-- START Selected text --

# Introduction

As found out by [@grayjay](https://www.kaggle.com/grayjay) [here](https://www.kaggle.com/c/tabular-playground-series-nov-2021/discussion/286731), the train data appears to be in ten chunks with different average target value and differently distributed features. Here we check these statements with a few plots.

# Import the data

In [None]:
import numpy as np
import pandas as pd
import matplotlib.pyplot as plt

In [None]:
train = pd.read_csv('../input/tabular-playground-series-nov-2021/train.csv')

In [None]:
train.head()

In [None]:
# Alleged size of the chunk
CS = 60000

# Cumulative sum of target differs between chunks?

As suggested by @grayjay in the comments, it is easier to see the difference if we replace 
target zero with target -1

In [None]:
zero_target = train['target'] == 0
train.loc[zero_target, 'target'] = -1

This is the variable we should be looking at

In [None]:
train['target_cumsum'] = train['target'].cumsum()

The differences between chunks are clearly visible

In [None]:
plt.plot(train['target_cumsum'])

-- END Selected text --
-- START Recorded information --

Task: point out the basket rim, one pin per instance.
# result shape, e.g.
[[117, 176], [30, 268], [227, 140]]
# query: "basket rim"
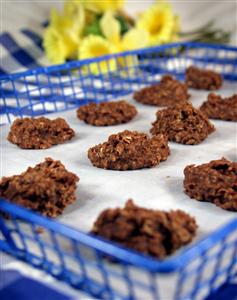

-- END Recorded information --

The problem: Could you write out the part of the notebook on train data chunks that begins at the words "# Import the" and stops after "train.head()"? The data above was drawn from a separate source.

Full output:
# Import the data

In [None]:
import numpy as np
import pandas as pd
import matplotlib.pyplot as plt

In [None]:
train = pd.read_csv('../input/tabular-playground-series-nov-2021/train.csv')

In [None]:
train.head()